Much of The Rainbow Palace by the late Tenzin Choedrak is a harrowing memoir of imprisonment and torture under the Chinese.  As one reads the simply told story, the horror of the Chinese occupation of Tibet is set out yet again.  For all the scholarly scepticism about the concept of totalitarianism, there is something distinctive about the attempts to control all aspects of society and, in this case, to obliterate all aspects of Tibetan culture.  From the perspective of the millions of dead in each case, there is little to choose between Leninism and Nazism.  In a Mengele touch, the Chinese even engaged in medical experiments and harvesting of body parts from their Tibetan victims (p.224).  What paraded itself as the cutting edge of history was an exercise in brutal, distilled and pervasive sadism allied to a ruthless exploitation of Tibetan resources and people.

Tenzin Choedrak grew up in rural Tibet, suffering a stepmother who neglected him.  Eventually, he took up studies of Tibetan medicine, becoming one of the Dalai Lama’s personal physicians.  Then the Chinese came to ‘liberate’ and ‘modernise’ Tibet.  Nothing they brought was worth the horrific cost they imposed.  Choedrak’s report of the Chinese war against even Tibet’s fauna and flora seems weird, until one considers how much the Han perspective is of wilderness-as-enemy, further inflamed by the Maoist enthusiasm for industrialisation, and that it was a strange and unfamiliar wilderness

After twenty-one years of often horrific penal servitude, from which there were desperately few survivors of those he was imprisoned with (his medical knowledge helped), Choedrak eventually was able to leave Tibet.  He took up a position once again as the Dalai Lama’s personal physician, with the added task, strongly encouraged by the Dalai Lama, of keeping alive and spreading the practice of Tibetan medicine.

The way Tibet has become a land of belief, living in the aspirations of its diaspora comes across strongly.

Choedrak’s deep Buddhist faith was obviously central to his life. He notes that various Catholic and Muslim prisoners were also able to achieve some serenity against the abuse of their captors:

I could see at Jiuzhen Catholic women and Muslims facing suffering with as much tolerance as certain lamas  (p.197)

- **Stored data**
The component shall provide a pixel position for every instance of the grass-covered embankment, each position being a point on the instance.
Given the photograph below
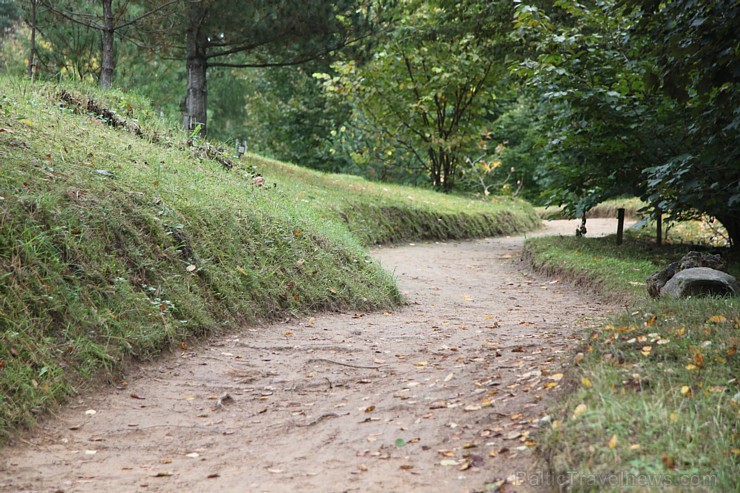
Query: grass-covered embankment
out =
(383, 213)
(119, 240)
(653, 405)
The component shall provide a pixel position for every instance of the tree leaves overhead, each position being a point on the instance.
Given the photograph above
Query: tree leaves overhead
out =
(643, 100)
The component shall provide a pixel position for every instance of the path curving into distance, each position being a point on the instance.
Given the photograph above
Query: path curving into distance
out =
(440, 395)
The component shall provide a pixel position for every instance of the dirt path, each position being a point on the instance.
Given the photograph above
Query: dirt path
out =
(437, 396)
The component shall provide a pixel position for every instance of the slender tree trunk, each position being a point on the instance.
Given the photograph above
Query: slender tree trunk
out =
(197, 65)
(108, 62)
(731, 222)
(32, 50)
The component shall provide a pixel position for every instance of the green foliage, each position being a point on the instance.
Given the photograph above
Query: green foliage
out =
(118, 241)
(419, 103)
(635, 116)
(657, 384)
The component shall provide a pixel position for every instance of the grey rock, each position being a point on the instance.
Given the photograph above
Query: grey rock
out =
(700, 281)
(689, 261)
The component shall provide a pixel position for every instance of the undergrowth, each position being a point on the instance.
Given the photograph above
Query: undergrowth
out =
(654, 402)
(121, 238)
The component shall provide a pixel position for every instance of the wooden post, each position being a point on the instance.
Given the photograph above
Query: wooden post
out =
(620, 225)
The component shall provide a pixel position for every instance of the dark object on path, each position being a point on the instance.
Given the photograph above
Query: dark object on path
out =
(716, 282)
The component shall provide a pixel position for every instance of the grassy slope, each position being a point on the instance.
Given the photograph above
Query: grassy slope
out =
(658, 382)
(377, 214)
(116, 246)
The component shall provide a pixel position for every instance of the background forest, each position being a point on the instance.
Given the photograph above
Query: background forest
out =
(556, 101)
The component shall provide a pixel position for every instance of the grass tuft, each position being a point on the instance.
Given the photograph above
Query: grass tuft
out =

- **Parts of the exercise**
A. Name every religious faith that the review of The Rainbow Palace mentions.
B. According to the review of The Rainbow Palace, why does Choedrak's account of the Chinese war against Tibet's fauna and flora stop seeming weird?
C. Write the next part of the review of The Rainbow Palace, picking up after the quotation from page 197.

- **Answers in order**
A. Buddhist, Catholic, Muslim

B. It makes sense once one considers that the Han perspective sees wilderness as an enemy. That view was further inflamed by the Maoist enthusiasm for industrialisation, and Tibet's was a strange and unfamiliar wilderness.

C.
But his own sense of what was appropriate it seen in his immediately preceding comments:

As for me, anger filled me as soon as the blows began to rain down.  I did finally succeed in mastering my reaction and even in erasing the very idea of anger from my mind.  However, I still had much work to do to acquire the serenity of the tulkus in the face of all ordeals.  (pp 196-7).

He came to practise compassion by providing medical advice to his captors.

His story also records how some Tibetans despaired or collaborated, often behaving quite despicably.  Later, Choedrak would fight the traditionalism of some of the émigré  Tibetans to get, with the Dalai Lama’s support (whose enthusiasm for machines and matters technical is notorious), grinding machines for Tibetan medical pills.

That the Chinese occupation of Tibet has been horrific is widely known.  Now, Tibetans are a minority in their own country, as Han colonists make Lhasa and other centres majority-Han cities.  Choedrak’s story is well worth reading just as a story of witness of behalf of himself, and those who can no longer speak, of what they experienced.  This is quite explicitly part of the purpose of his memoir. 

But it is also a memoir about trying to see beyond the surface of things to deeper truths and capacities.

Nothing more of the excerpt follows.